====== Wybrany tekst

Reklama

Gdy Pan Bóg daje znak...

Bądź na bieżąco!

Zapisz się do newslettera

Rozmowny, kontaktowy, znany ze świetnych kazań patriotycznych i celnych ripost oraz poczucia humoru. Nie sądziłam, że będzie jakiś problem, by przeprowadzić z nim wywiad. A jednak odmówił - stanowczo i zdecydowanie. „Jak mogę mówić sam o sobie? Niech mówią inni” - podpowiedział ks. inf. Kazimierz Jandziszak. Więc mówią…

Prawdziwy doktorat

Mógł zrobić naukową karierę. Bardzo lubił zajęcia ze studentami. Jednak zdecydował się na pracę w świdnickiej parafii. Podobno nieżyjący już rektor Seminarium Duchownego we Wrocławiu ks. prof. Józef Majka powiedział, że dla ks. Kazimierza Jandziszaka to właśnie kościół na Osiedlu Młodych i wszystko, co zrobił w związku z tworzeniem parafii, jest prawdziwym doktoratem.
W lutym minęło 25 lat, od kiedy ks. inf. Kazimierz Jandziszak pełni posługę proboszcza w świdnickiej parafii pw. Najświętszej Maryi Panny Królowej Polski. Srebrny jubileusz Księdza Infułata jako proboszcza teoretycznie o dwa lata rozmija się z jubileuszem samej wspólnoty, która do życia powołana została dwa lata wcześniej. Jednak wszyscy są zgodni, że dopiero od chwili, gdy „na urząd” przyszedł ks. Jandziszak, parafia zaczęła tworzyć się naprawdę. I wtedy dopiero ruszyła budowa kościoła, który w tamtych trudnych latach 80. stać się miał nie tylko kolejną świdnicką świątynią, lecz także symbolem niezależności Polaków, symbolem naszej wiary…
Ks. Edward Szajda, dyrektor Wydziału Duszpasterskiego Świdnickiej Kurii Biskupiej, podkreśla, że Ksiądz Infułat jest człowiekiem, który wszystko w swoim życiu odnosi do Pana Boga.
- Nie powinno dziwić, że ksiądz tak myśli o sobie, o swoim życiu. Ale to odnosi się także do sytuacji „ziemskich”. We wszystkich zdarzeniach potrafi odnaleźć Boże przesłanie. Tak było choćby z objęciem przez niego parafii, w której szczęśliwie przepracował 25 lat - opowiada ksiądz Edward.

============
====== Podane wpisy

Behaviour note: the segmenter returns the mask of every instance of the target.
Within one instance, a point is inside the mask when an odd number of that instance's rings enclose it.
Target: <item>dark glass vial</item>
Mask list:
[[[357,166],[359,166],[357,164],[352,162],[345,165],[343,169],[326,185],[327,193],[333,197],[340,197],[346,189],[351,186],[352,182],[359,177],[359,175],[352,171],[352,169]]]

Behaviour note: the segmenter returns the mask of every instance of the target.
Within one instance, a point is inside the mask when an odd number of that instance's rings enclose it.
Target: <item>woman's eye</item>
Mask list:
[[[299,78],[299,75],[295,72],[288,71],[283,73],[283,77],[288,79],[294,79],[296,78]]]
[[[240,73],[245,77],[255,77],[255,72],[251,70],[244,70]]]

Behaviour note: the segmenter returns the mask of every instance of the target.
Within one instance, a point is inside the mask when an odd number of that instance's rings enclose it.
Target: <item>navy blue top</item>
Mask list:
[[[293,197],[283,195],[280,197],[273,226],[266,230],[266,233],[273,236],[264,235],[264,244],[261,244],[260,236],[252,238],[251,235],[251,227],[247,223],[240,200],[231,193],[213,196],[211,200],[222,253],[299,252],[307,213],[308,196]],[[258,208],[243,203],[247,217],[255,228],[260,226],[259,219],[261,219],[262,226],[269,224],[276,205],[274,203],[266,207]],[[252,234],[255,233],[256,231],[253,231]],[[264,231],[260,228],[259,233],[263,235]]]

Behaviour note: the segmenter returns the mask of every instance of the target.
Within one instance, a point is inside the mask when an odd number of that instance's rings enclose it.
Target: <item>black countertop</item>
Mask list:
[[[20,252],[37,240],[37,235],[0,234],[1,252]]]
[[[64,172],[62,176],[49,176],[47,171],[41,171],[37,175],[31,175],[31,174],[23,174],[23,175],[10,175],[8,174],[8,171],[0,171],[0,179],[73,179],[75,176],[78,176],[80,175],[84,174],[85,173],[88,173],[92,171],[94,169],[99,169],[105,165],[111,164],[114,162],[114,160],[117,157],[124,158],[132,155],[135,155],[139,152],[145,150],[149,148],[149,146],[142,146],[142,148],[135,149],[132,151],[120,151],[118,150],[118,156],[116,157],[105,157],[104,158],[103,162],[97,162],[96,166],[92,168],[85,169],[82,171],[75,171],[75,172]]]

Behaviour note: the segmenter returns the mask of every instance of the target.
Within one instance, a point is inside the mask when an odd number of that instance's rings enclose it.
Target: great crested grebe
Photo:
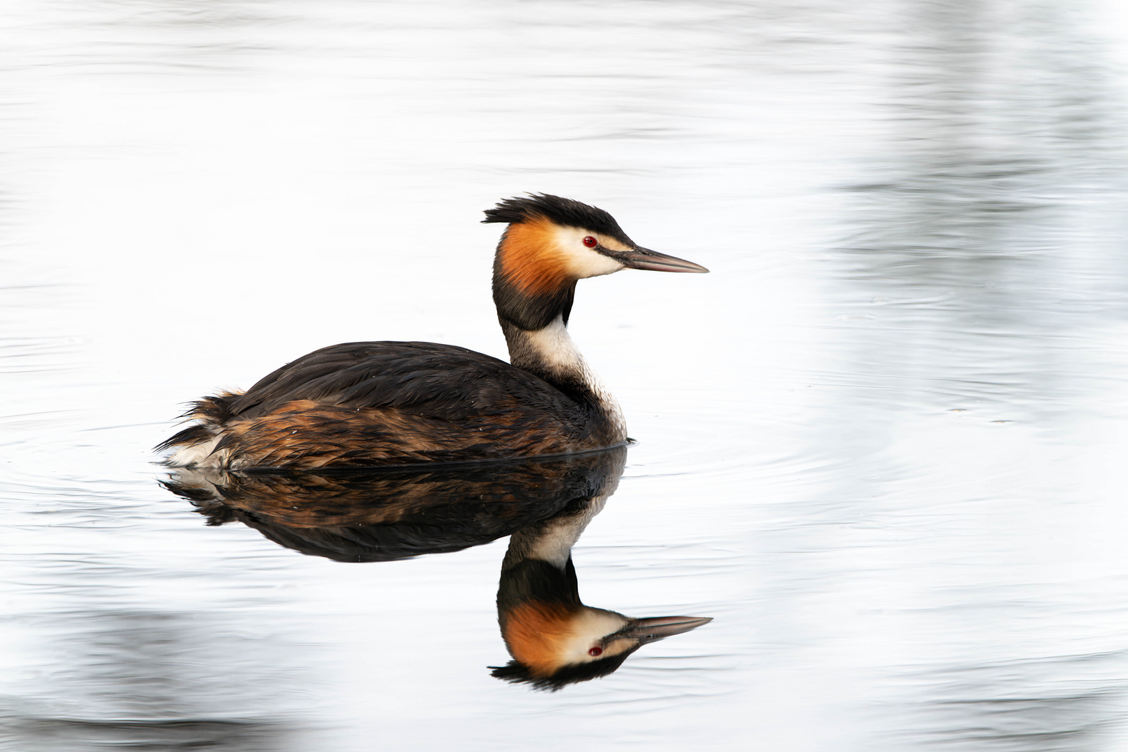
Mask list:
[[[388,466],[559,454],[626,441],[615,398],[567,334],[575,283],[625,268],[707,272],[641,248],[610,214],[531,195],[504,222],[493,298],[510,363],[455,345],[351,342],[314,351],[246,392],[204,397],[157,446],[176,467]]]
[[[572,547],[615,483],[575,498],[555,516],[515,531],[501,565],[497,621],[513,656],[490,666],[497,679],[556,691],[616,671],[647,643],[708,623],[711,617],[632,619],[580,601]]]

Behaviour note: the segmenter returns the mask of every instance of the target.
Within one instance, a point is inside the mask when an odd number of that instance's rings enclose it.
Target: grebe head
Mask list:
[[[502,319],[522,329],[540,329],[557,316],[566,324],[578,280],[627,268],[708,272],[643,248],[614,216],[571,198],[505,198],[485,214],[483,222],[509,224],[494,257],[494,301]]]
[[[502,637],[514,660],[492,675],[556,691],[606,676],[643,645],[710,621],[706,617],[632,619],[588,605],[530,601],[505,614]]]

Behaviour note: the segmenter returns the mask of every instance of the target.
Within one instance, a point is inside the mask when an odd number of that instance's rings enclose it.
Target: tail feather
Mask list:
[[[217,431],[230,418],[235,417],[235,414],[231,412],[231,404],[240,396],[237,392],[224,391],[214,397],[204,397],[191,402],[192,408],[180,417],[190,421],[199,421],[200,423],[191,425],[160,442],[153,448],[153,451],[164,452],[174,446],[192,446],[193,444],[211,441]]]

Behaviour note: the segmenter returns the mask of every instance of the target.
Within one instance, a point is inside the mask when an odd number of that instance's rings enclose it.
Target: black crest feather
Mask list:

============

> Cel
Powtórz bez zmian fragment tekstu o ks. Kazimierzu Jandziszaku, zaczynając od słów „Rozmowny, kontaktowy, znany” i ciągnąc aż do słów „jest prawdziwym doktoratem.”. Wpisy nie mają tu żadnego znaczenia.

> Wynik ćwiczenia
Rozmowny, kontaktowy, znany ze świetnych kazań patriotycznych i celnych ripost oraz poczucia humoru. Nie sądziłam, że będzie jakiś problem, by przeprowadzić z nim wywiad. A jednak odmówił - stanowczo i zdecydowanie. „Jak mogę mówić sam o sobie? Niech mówią inni” - podpowiedział ks. inf. Kazimierz Jandziszak. Więc mówią…

Prawdziwy doktorat

Mógł zrobić naukową karierę. Bardzo lubił zajęcia ze studentami. Jednak zdecydował się na pracę w świdnickiej parafii. Podobno nieżyjący już rektor Seminarium Duchownego we Wrocławiu ks. prof. Józef Majka powiedział, że dla ks. Kazimierza Jandziszaka to właśnie kościół na Osiedlu Młodych i wszystko, co zrobił w związku z tworzeniem parafii, jest prawdziwym doktoratem.